▶ [Requirements]
Render into Spanish the following sentence from the forum thread on utility and plumbing code standards: "If there is no easement, then the lines would be private, no matter how many buildings they serve."

▶ [Excerpt to read]
============================================================

# Utility or Plumbing Code Standard



## retire09 (Mar 17, 2015)

What determines the standard for design and construction for water and sewer lines serving multiple buildings on one lot?

Where do public utility standards stop and plumbing code standards begin?

Are lines serving several buildings on private property  public or private?


----------



## Paul Sweet (Mar 17, 2015)

In most cases it's at the water meter for water lines, and at the property line for sewers.  If the utility is given an easement then their standards would apply in the easement.  If there is no easement, then the lines would be private, no matter how many buildings they serve.


----------



## retire09 (Mar 17, 2015)

Would you think the utility could require an easement and impose their standards on private property to each building?


----------



## cda (Mar 17, 2015)

depends on how the ahj is set up.

In mine we own every fire hydrant and water main to them. So the city maintains all lines and hydrants.

And I assume from where the tap is made for the domestic to the building is the owners problem


----------



## mtlogcabin (Mar 17, 2015)

Same here. From the tap in (water and sewer) is private and not the cities responsibility


----------



## cda (Mar 17, 2015)

retire09 said:
			
		

> What determines the standard for design and construction for water and sewer lines serving multiple buildings on one lot?Where do public utility standards stop and plumbing code standards begin?
> 
> Are lines serving several buildings on private property  public or private?


What is the real question??

Seems like there should be a policy in place at your ahj


----------



## retire09 (Mar 17, 2015)

DEC here in Alaska has authority over the design and approval of public water and waste water systems. They are claiming this authority over all lines that serve any customer other than one single family home. So they are imposing their utility standards for design and construction onto private property to each building. (10' separation between water and sewer lines, easements, utility standards for pressure testing, etc..)

Where multiple buildings are on one lot, they want an engineered plan for the public water system on private property serving those buildings even though they are connected to the City maintained public mains in the street.

============================================================

▶ [Material supplied]
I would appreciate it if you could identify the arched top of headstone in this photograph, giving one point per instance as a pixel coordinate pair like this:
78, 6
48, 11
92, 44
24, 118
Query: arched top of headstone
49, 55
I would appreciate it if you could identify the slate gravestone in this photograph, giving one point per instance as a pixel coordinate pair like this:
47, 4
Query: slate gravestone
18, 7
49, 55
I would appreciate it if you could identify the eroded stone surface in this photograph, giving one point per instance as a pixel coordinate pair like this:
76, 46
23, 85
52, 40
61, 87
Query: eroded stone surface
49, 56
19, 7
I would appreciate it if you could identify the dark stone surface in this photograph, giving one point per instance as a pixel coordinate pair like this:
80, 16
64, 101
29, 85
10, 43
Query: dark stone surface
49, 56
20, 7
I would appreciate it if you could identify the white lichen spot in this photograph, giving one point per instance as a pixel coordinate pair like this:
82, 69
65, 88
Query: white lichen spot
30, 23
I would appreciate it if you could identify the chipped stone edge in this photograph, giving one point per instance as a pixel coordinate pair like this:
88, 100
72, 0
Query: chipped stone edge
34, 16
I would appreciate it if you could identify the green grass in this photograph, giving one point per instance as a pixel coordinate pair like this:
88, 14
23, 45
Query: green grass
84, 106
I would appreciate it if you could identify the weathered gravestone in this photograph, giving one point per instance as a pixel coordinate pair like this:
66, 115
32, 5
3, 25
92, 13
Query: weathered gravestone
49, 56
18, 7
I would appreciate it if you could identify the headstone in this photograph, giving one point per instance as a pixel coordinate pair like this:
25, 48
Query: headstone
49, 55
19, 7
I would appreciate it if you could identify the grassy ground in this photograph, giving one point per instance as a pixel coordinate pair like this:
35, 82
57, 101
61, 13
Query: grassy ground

============================================================

▶ [Solution to this task]
Si no hay servidumbre, entonces las líneas serían privadas, sin importar a cuántos edificios den servicio.